# start of Data shown
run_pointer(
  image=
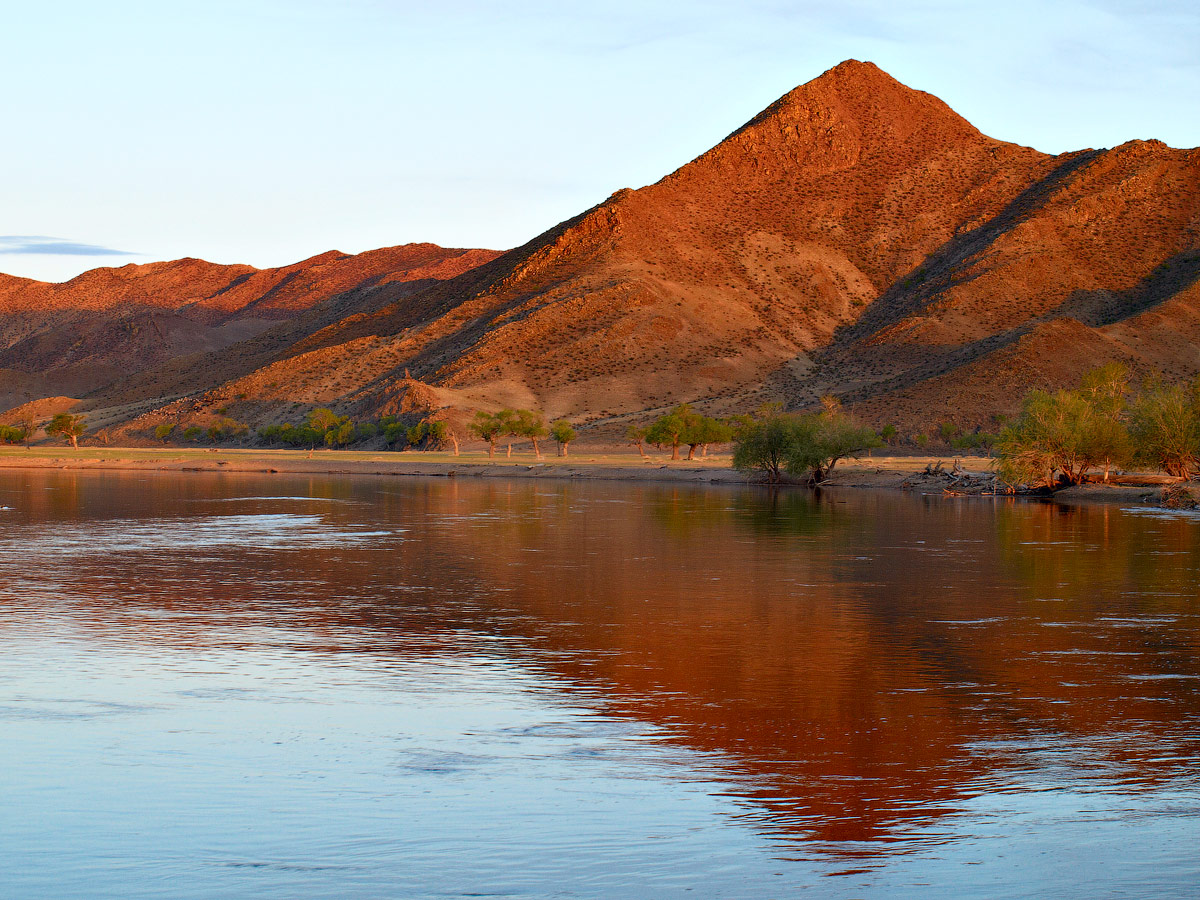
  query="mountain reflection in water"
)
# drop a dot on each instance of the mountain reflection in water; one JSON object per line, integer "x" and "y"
{"x": 857, "y": 670}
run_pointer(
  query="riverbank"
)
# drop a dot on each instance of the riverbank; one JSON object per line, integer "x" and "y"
{"x": 906, "y": 473}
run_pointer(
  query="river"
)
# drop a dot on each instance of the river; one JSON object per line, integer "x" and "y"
{"x": 285, "y": 687}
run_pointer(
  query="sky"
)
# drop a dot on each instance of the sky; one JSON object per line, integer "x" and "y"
{"x": 268, "y": 131}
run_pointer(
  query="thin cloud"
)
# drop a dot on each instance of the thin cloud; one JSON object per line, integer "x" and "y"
{"x": 41, "y": 245}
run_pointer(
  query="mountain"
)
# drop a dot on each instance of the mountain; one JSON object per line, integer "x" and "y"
{"x": 857, "y": 238}
{"x": 103, "y": 325}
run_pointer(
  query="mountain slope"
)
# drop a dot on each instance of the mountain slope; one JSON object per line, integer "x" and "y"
{"x": 856, "y": 238}
{"x": 108, "y": 323}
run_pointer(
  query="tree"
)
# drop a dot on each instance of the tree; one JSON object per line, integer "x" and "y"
{"x": 826, "y": 439}
{"x": 323, "y": 419}
{"x": 703, "y": 431}
{"x": 69, "y": 427}
{"x": 636, "y": 435}
{"x": 529, "y": 425}
{"x": 563, "y": 435}
{"x": 1165, "y": 427}
{"x": 341, "y": 435}
{"x": 810, "y": 444}
{"x": 1059, "y": 437}
{"x": 487, "y": 426}
{"x": 765, "y": 444}
{"x": 667, "y": 430}
{"x": 508, "y": 424}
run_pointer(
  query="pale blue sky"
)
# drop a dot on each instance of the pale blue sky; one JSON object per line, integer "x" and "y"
{"x": 265, "y": 131}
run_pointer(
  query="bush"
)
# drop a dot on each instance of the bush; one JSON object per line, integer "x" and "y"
{"x": 810, "y": 444}
{"x": 1059, "y": 437}
{"x": 69, "y": 427}
{"x": 1165, "y": 427}
{"x": 563, "y": 435}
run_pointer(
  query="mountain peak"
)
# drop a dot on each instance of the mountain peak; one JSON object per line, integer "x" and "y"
{"x": 857, "y": 103}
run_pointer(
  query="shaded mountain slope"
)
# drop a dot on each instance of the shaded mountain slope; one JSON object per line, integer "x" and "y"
{"x": 856, "y": 238}
{"x": 108, "y": 323}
# end of Data shown
Stated task |
State how many lines in the records above contain the string "cloud", counting only exact-case matches. Give the number alone.

Full answer |
2